# Aim of the task:
Return each line in the entries below that contains the word "dark", copying every such line in full.

# Dataset:
** Begin **
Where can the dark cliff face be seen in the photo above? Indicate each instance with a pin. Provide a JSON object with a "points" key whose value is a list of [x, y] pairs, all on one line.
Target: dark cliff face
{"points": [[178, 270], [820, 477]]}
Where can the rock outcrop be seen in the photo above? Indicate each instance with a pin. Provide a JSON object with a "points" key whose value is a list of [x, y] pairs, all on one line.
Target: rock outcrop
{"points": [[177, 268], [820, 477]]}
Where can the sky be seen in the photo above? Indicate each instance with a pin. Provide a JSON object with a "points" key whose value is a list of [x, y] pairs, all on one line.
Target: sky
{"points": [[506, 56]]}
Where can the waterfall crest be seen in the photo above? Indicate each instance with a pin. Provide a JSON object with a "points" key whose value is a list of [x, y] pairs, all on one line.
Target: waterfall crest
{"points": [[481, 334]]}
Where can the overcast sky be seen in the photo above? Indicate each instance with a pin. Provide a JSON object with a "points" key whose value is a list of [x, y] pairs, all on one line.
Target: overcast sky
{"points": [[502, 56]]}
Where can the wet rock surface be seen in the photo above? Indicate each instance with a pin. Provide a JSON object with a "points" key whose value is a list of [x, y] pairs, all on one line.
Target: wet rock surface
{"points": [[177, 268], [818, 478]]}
** End **
** Begin **
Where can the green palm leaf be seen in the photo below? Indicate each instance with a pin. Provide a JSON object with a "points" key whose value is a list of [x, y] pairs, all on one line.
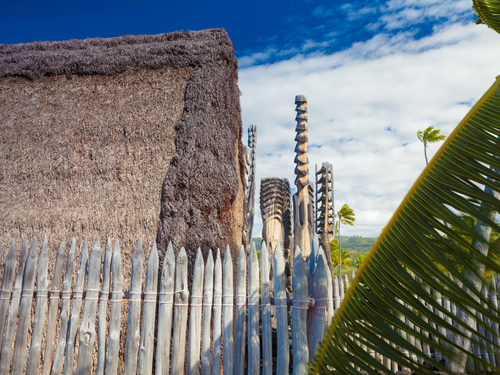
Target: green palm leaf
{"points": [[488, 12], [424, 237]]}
** End **
** Begin **
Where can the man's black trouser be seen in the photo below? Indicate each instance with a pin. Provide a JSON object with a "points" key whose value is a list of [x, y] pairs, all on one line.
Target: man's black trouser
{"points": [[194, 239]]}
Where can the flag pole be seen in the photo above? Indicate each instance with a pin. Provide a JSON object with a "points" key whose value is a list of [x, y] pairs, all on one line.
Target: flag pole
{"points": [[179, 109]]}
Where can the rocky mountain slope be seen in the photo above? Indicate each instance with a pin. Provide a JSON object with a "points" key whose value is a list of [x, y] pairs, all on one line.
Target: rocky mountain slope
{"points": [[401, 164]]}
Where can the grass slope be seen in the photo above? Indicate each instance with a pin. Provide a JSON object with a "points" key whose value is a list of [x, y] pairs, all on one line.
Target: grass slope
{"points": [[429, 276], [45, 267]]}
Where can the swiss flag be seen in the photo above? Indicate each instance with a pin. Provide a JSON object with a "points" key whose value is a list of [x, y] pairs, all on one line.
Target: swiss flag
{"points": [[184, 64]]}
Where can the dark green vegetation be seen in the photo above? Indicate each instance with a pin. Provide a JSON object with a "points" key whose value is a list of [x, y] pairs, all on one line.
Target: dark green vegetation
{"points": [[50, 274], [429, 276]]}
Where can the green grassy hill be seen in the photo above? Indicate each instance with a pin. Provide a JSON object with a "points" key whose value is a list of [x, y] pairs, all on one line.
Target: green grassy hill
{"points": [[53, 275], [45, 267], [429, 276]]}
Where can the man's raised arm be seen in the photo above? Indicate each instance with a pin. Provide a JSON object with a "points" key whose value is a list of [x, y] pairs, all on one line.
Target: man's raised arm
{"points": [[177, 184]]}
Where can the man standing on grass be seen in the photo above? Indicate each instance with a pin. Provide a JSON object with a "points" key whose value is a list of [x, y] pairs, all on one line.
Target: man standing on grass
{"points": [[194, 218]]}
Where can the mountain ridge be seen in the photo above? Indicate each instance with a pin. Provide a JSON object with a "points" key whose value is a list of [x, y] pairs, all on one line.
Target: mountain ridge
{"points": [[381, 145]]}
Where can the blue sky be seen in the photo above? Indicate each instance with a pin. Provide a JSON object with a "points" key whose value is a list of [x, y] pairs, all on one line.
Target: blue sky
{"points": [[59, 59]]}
** End **
# Expected answer:
Where can the dark cliff face be seen in the photo above? Indicate each instance with a pin. Provide a JSON object with a "points" key whose value is a list of [x, y] pairs, all on one line.
Target: dark cliff face
Where can the dark green vegetation be seen in the photo above? Indicate each instance with a pin. Provide a JSON object with a "points" key whose value is a list of [x, y] pairs, all on one line.
Target: dark green vegetation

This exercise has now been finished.